=== DATASET EXTRACT ===

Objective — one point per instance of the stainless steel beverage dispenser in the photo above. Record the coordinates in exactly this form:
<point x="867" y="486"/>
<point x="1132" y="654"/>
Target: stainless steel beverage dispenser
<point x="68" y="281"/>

===

BRIEF: Rescale the listing above by copying out every line, requests included, with each point coordinate in the answers multiplied by 2.25 and rounded to the nearest whole number, halves rounding up. Leave the numbers in the requests and their format samples as they are.

RESPONSE BELOW:
Objective — one point per instance of the stainless steel beverage dispenser in the photo above. Record the coordinates in exactly this form:
<point x="867" y="486"/>
<point x="1132" y="654"/>
Target: stainless steel beverage dispenser
<point x="153" y="632"/>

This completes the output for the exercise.